_Task_
Each line of the data should be given again exactly.

_Exercise input_
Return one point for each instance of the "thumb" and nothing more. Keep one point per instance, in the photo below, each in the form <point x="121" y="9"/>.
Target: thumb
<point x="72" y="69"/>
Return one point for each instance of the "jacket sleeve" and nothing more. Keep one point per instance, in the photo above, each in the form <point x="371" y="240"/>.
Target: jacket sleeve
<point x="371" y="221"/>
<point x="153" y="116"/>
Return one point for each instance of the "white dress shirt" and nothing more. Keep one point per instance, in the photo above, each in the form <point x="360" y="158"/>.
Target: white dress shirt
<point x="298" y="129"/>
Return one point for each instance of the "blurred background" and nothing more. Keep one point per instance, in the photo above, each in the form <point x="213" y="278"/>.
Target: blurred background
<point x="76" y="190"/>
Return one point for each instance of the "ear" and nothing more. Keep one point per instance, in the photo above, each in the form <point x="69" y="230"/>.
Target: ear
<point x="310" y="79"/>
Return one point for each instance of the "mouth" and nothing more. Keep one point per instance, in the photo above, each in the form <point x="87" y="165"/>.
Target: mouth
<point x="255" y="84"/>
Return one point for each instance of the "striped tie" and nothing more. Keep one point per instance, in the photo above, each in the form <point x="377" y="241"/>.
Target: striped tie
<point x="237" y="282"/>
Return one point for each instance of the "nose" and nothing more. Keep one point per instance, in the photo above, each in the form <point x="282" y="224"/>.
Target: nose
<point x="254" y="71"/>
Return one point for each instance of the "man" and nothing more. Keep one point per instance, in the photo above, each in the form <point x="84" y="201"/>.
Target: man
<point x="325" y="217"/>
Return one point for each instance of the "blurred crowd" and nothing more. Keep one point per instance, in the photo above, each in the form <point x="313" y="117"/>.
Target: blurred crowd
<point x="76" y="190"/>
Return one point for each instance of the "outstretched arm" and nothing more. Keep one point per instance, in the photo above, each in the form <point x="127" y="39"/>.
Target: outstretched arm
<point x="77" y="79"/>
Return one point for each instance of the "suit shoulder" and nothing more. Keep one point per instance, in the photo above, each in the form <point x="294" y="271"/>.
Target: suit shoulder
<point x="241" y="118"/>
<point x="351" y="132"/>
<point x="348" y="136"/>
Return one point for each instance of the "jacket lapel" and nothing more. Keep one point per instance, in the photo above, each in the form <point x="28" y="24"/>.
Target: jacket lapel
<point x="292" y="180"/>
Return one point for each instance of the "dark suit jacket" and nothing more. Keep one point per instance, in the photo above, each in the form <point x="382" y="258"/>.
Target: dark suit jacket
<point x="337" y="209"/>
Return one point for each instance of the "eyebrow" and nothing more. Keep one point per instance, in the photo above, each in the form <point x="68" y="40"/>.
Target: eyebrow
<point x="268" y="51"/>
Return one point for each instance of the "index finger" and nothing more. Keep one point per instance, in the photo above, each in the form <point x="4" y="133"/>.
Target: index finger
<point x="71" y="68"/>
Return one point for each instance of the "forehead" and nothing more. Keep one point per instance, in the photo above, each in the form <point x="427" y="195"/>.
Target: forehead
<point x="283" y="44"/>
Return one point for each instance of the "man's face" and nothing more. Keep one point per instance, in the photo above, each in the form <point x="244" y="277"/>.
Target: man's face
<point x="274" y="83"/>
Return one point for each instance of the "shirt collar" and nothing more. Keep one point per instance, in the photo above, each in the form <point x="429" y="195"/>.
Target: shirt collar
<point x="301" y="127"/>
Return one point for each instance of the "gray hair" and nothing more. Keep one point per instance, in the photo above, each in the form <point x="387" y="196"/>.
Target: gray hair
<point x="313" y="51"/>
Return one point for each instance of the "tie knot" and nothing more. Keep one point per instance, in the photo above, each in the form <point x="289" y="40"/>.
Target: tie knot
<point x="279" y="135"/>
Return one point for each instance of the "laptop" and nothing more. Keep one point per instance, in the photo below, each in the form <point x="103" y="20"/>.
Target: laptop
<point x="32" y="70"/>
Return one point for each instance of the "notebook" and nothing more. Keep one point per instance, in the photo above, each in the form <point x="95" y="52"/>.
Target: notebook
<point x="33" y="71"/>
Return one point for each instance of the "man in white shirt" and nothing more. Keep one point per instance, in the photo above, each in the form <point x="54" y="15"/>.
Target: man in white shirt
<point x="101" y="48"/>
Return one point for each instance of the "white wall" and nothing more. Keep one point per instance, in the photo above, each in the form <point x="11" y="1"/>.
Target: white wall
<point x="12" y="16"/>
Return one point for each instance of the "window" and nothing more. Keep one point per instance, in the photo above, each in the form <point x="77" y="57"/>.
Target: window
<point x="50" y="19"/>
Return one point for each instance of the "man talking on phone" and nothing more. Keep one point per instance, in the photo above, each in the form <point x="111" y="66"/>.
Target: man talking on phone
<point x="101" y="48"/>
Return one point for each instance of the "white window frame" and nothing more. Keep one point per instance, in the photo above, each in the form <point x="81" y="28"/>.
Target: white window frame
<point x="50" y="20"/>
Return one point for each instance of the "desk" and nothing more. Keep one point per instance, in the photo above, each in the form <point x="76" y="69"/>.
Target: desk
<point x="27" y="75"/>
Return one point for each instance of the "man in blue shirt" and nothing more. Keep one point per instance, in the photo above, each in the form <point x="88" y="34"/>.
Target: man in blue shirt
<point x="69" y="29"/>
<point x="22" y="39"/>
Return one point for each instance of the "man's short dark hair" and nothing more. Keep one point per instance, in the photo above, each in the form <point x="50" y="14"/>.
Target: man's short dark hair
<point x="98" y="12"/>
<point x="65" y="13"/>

_Result of this exercise_
Return one point for each instance of the "thumb" and nothing more. Keep one point per instance, in the photo below, each in the form <point x="121" y="9"/>.
Target: thumb
<point x="72" y="69"/>
Return one point for each instance of the "jacket sleeve" and nothing more. Keep one point per instance, in the photo above, each in the form <point x="371" y="240"/>.
Target: jacket sleeve
<point x="371" y="221"/>
<point x="153" y="116"/>
Return one point for each instance of the "white dress shirt" and nothing more. Keep one point per instance, in the photo above, each in the form <point x="360" y="158"/>.
Target: white dress shirt
<point x="298" y="129"/>
Return one point for each instance of the "blurred background" and nothing more. Keep one point per instance, in the photo above, each in the form <point x="213" y="278"/>.
Target: blurred background
<point x="76" y="190"/>
Return one point for each instance of the "ear" and nothing more. Keep one point per instance, in the photo above, each in the form <point x="69" y="230"/>.
Target: ear
<point x="310" y="79"/>
Return one point for each instance of the "mouth" and nothing more. Keep one point per instance, in the photo above, each in the form <point x="87" y="165"/>.
Target: mouth
<point x="255" y="84"/>
Return one point for each instance of the "striped tie" and nothing more. Keep one point per instance, in the photo above, each in the form <point x="377" y="241"/>.
Target: striped tie
<point x="237" y="282"/>
Return one point for each instance of the "nose" and nothing more. Keep one point per instance, in the photo above, each in the form <point x="282" y="224"/>.
Target: nose
<point x="254" y="71"/>
Return one point for each instance of the "man" and nothing more. Keep one point per instance, in the photo above, each in the form <point x="84" y="201"/>.
Target: man
<point x="325" y="217"/>
Return one point for each instance of the "blurred crowd" and nothing more. Keep one point per instance, in the photo above, each in the form <point x="313" y="117"/>.
Target: blurred crowd
<point x="76" y="190"/>
Return one point for each instance of the "outstretched arm" and nothing more. Keep one point per instance, in the photo above, each in the form <point x="127" y="39"/>.
Target: outstretched arm
<point x="77" y="79"/>
Return one point for each instance of the "suit shoulder" and nothing more. Keep one point per instance, in the photo above, each in the form <point x="294" y="271"/>.
Target: suit shoulder
<point x="241" y="118"/>
<point x="351" y="132"/>
<point x="348" y="136"/>
Return one point for each instance of the "jacket lapel" and nothing more. Keep one point per instance, in the photo above, each in the form <point x="28" y="24"/>.
Target: jacket lapel
<point x="292" y="180"/>
Return one point for each instance of the "dark suit jacket" and nothing more. Keep one point per instance, in the photo above, each in the form <point x="382" y="258"/>.
Target: dark suit jacket
<point x="337" y="209"/>
Return one point for each instance of the "eyebrow" and nothing more. Keep one point per instance, in the photo above, each in the form <point x="68" y="40"/>.
Target: eyebrow
<point x="268" y="51"/>
Return one point for each instance of the "index finger" and nothing more. Keep one point per instance, in the photo above, each in the form <point x="4" y="133"/>.
Target: index finger
<point x="71" y="68"/>
Return one point for each instance of the "forehead" and nothing more. Keep one point per instance, in the photo above, each in the form <point x="427" y="195"/>.
Target: forehead
<point x="283" y="44"/>
Return one point for each instance of the "man's face" and nothing more. Keep one point per instance, in the photo above, each in the form <point x="244" y="277"/>.
Target: man's face
<point x="274" y="83"/>
Return one point for each instance of the "shirt collar" and nothing more. Keep one point per instance, in the photo above, each in the form <point x="429" y="195"/>.
Target: shirt collar
<point x="301" y="127"/>
Return one point for each instance of the "gray hair" and nothing more. Keep one point per instance, in the photo above, each in the form <point x="387" y="196"/>.
Target: gray hair
<point x="313" y="51"/>
Return one point for each instance of the "tie knot" and nothing more. Keep one point per instance, in the photo above, each in the form <point x="289" y="40"/>.
Target: tie knot
<point x="279" y="135"/>
Return one point for each instance of the "laptop" and nothing more. Keep one point per instance, in the photo below, each in the form <point x="103" y="20"/>.
Target: laptop
<point x="32" y="70"/>
Return one point for each instance of the "notebook" and nothing more. Keep one point per instance, in the photo above, each in the form <point x="95" y="52"/>.
Target: notebook
<point x="33" y="71"/>
Return one point for each instance of the "man in white shirt" and nothing more. Keep one point per instance, in the photo above, each in the form <point x="54" y="15"/>.
Target: man in white shirt
<point x="101" y="48"/>
Return one point for each instance of the "white wall" and nothing more. Keep one point per instance, in the photo above, each in the form <point x="11" y="1"/>.
Target: white wall
<point x="12" y="16"/>
Return one point for each instance of the "window" and nothing more. Keep one point per instance, in the photo above, each in the form <point x="77" y="57"/>.
Target: window
<point x="50" y="19"/>
Return one point for each instance of the "man talking on phone" and nothing more. Keep one point per instance, in the photo above, each in the form <point x="111" y="66"/>.
Target: man talking on phone
<point x="101" y="48"/>
Return one point for each instance of the "white window frame" and nothing more. Keep one point per instance, in the photo above, each in the form <point x="81" y="28"/>.
Target: white window frame
<point x="50" y="20"/>
Return one point for each instance of the "desk" and nothing more. Keep one point per instance, in the photo above, each in the form <point x="76" y="69"/>.
Target: desk
<point x="27" y="75"/>
Return one point for each instance of the "man in blue shirt" and nothing more. Keep one point per instance, in the photo above, each in the form <point x="88" y="34"/>.
Target: man in blue shirt
<point x="69" y="29"/>
<point x="22" y="39"/>
Return one point for each instance of the "man's short dark hair" and nothing more. Keep one point per instance, in the photo above, each in the form <point x="50" y="14"/>.
Target: man's short dark hair
<point x="98" y="12"/>
<point x="65" y="13"/>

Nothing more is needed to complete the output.